__EXERCISE GOAL__
Copy out every line below word for word, but leave the pictures out of your answer.
** start **
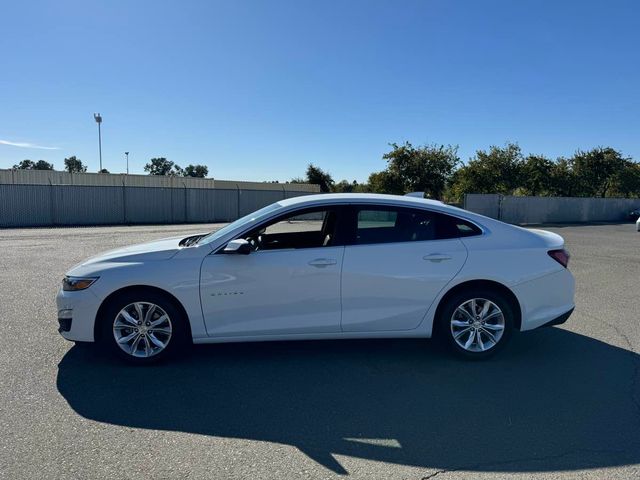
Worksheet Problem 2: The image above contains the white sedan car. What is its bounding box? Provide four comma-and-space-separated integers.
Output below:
57, 194, 574, 363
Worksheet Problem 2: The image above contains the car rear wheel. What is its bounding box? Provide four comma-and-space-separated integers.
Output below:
438, 290, 514, 359
99, 291, 187, 364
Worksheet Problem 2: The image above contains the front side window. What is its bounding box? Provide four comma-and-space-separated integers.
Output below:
356, 208, 436, 244
243, 208, 337, 251
354, 206, 481, 245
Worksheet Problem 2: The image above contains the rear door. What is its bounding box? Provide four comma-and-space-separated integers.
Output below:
342, 205, 467, 332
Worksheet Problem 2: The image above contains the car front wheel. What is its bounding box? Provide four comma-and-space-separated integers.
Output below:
99, 292, 186, 364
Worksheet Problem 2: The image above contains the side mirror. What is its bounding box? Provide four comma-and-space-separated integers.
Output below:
222, 238, 251, 255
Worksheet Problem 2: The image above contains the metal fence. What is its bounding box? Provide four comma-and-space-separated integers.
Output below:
0, 170, 320, 227
464, 194, 640, 224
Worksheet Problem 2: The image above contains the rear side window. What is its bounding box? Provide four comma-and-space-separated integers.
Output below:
355, 207, 481, 245
442, 215, 482, 237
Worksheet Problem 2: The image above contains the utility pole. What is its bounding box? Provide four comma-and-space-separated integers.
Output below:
93, 113, 102, 172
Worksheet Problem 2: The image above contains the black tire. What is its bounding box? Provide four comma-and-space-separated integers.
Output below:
96, 290, 190, 365
436, 288, 515, 360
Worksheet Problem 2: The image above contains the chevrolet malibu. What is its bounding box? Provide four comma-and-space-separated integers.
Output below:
57, 194, 574, 363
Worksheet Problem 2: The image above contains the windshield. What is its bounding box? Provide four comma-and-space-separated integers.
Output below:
198, 203, 281, 245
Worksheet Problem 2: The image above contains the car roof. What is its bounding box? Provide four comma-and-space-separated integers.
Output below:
278, 193, 445, 207
278, 193, 506, 232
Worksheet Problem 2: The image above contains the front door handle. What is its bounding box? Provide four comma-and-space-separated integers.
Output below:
422, 253, 451, 263
309, 258, 338, 268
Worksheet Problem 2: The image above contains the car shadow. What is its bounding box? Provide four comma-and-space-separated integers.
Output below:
57, 328, 640, 474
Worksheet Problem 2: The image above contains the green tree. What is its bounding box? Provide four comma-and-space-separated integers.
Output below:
449, 143, 524, 202
307, 163, 334, 193
571, 147, 629, 197
144, 157, 184, 175
13, 159, 53, 170
611, 160, 640, 197
184, 165, 209, 178
64, 155, 87, 173
333, 180, 366, 193
382, 142, 460, 198
520, 155, 554, 195
549, 157, 578, 197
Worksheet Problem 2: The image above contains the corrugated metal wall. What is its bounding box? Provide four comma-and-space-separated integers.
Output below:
464, 194, 640, 224
0, 170, 319, 227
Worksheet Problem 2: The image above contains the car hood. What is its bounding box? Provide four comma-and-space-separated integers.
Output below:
74, 236, 185, 268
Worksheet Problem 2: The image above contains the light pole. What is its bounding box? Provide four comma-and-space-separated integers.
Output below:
93, 113, 102, 172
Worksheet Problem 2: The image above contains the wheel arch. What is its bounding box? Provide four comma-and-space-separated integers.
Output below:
433, 280, 522, 335
93, 285, 193, 342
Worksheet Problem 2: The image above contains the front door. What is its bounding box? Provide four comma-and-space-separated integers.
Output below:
200, 208, 344, 337
342, 206, 467, 332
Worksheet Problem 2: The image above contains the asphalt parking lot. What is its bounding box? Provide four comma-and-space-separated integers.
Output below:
0, 224, 640, 479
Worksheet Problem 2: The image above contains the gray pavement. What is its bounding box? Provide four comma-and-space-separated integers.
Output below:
0, 224, 640, 479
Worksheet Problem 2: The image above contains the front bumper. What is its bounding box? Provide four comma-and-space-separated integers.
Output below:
538, 308, 574, 328
511, 268, 575, 331
56, 287, 100, 342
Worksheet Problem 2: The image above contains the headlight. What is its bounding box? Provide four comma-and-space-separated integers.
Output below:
62, 277, 98, 292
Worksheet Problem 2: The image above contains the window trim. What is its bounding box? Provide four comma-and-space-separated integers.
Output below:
345, 203, 486, 247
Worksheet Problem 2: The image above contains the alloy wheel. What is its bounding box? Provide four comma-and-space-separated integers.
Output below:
113, 302, 173, 358
450, 298, 505, 352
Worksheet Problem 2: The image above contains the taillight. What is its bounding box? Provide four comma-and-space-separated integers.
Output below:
547, 248, 569, 268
** end **
__REPLY__
Worksheet Problem 2: The image above contains the white sedan car. What is its bounding box? Provide four comma-and-space-separated integers.
Output below:
57, 194, 574, 363
Worksheet Problem 2: The image above contains the car rear wheel. What is its bounding box? Provide four comma-and-space-separated integers.
Output below:
438, 290, 514, 359
99, 291, 187, 364
Worksheet Problem 2: The image above contains the front side window. What is its bounding box? Provide four comma-and-space-separated integers.
Output below:
356, 208, 436, 244
243, 208, 337, 251
354, 206, 481, 245
Worksheet Problem 2: The image above contains the rear door. What is its bounding box? Provide four comma-and-space-separated integers.
Output below:
342, 205, 467, 332
Worksheet Problem 2: The image above contains the car front wheel. What is its bounding box? Provide four comma-and-space-separated integers.
Output below:
99, 292, 186, 364
Worksheet Problem 2: The image above contains the side mirror. What is its bounding box? Provide four comma-and-space-separated integers.
Output below:
222, 238, 251, 255
Worksheet Problem 2: The image above contains the metal fence. What is its bounding box? Provide four comma-and-space-separated integers.
Output below:
0, 170, 320, 227
464, 194, 640, 224
Worksheet Problem 2: The image above contains the rear side window. What is its bounding box? Provide four comma-and-space-separated integers.
Output below:
355, 207, 481, 245
442, 215, 482, 237
Worksheet Problem 2: The image above contains the utility pole. What is its bounding box? Provide four comma-and-space-separated integers.
Output below:
93, 113, 102, 172
Worksheet Problem 2: The image above contains the black tire. What is its bounding box? Provide four comma-and-space-separated integers.
Output below:
96, 290, 190, 365
436, 288, 515, 360
Worksheet Problem 2: The image above contains the chevrolet malibu. What is its bounding box? Provide four comma-and-space-separated integers.
Output below:
57, 194, 574, 363
Worksheet Problem 2: The image above contains the windshield. What is its bounding box? Provide four comma-and-space-separated integers.
Output below:
198, 203, 281, 245
Worksheet Problem 2: The image above contains the car roof. What is its bounding box? Provide four comma-and-space-separated integers.
Output below:
278, 193, 445, 207
278, 193, 506, 232
Worksheet Problem 2: The image above contains the front door handle. What is its bounding box? Provide four comma-and-space-separated integers.
Output below:
422, 253, 451, 263
309, 258, 338, 268
Worksheet Problem 2: The image above contains the car shadow. What is its bounding box? Provide four comma-and-space-separated integers.
Output below:
57, 328, 640, 474
Worksheet Problem 2: The image above contains the green tree. What is its bounding box? Provide four comma-and-space-separated integers.
Output below:
449, 143, 524, 202
307, 163, 334, 193
571, 147, 629, 197
144, 157, 184, 175
13, 159, 53, 170
611, 160, 640, 197
184, 165, 209, 178
64, 155, 87, 173
333, 180, 366, 193
382, 142, 460, 198
520, 155, 554, 195
549, 157, 578, 197
Worksheet Problem 2: The image above contains the corrugated metal wall. What is its bounding box? Provide four comma-and-space-separated integers.
Output below:
464, 194, 640, 224
0, 170, 319, 227
Worksheet Problem 2: The image above contains the car hood. What is its bounding box? Provide four comma-and-space-separated integers.
Output below:
74, 236, 185, 268
Worksheet Problem 2: The image above contains the light pole. What is its bounding box? Provide four comma-and-space-separated integers.
Output below:
93, 113, 102, 172
Worksheet Problem 2: The image above contains the wheel arch. What is its bounding box? Provide four comma-and-space-separated integers.
Output below:
433, 280, 522, 335
93, 285, 193, 342
Worksheet Problem 2: The image above contains the front door. What is its bounding box? Provide four comma-and-space-separated integers.
Output below:
200, 208, 344, 337
342, 206, 467, 332
Worksheet Problem 2: The image above contains the asphalt parking lot. What is its bounding box? Provide four comma-and-space-separated integers.
Output below:
0, 224, 640, 479
Worksheet Problem 2: The image above contains the gray pavement. What is its bounding box? Provide four comma-and-space-separated integers.
Output below:
0, 224, 640, 479
Worksheet Problem 2: The image above contains the front bumper. What is its bounding box? Provide four comma-and-space-separated integers.
Output below:
538, 308, 574, 328
511, 268, 575, 331
56, 287, 100, 342
Worksheet Problem 2: The image above contains the headlight. What is its bounding box? Provide four comma-and-space-separated integers.
Output below:
62, 277, 98, 292
Worksheet Problem 2: The image above contains the window trim. What is its bounding box? Provide four comma-and-space-separated integers.
Output below:
345, 203, 486, 247
Worksheet Problem 2: The image above contains the alloy wheel. What is its bounding box? Provide four comma-and-space-separated integers.
Output below:
113, 302, 173, 358
450, 298, 505, 352
Worksheet Problem 2: The image above contains the taillight. What is its bounding box? Provide four comma-and-space-separated integers.
Output below:
547, 248, 569, 268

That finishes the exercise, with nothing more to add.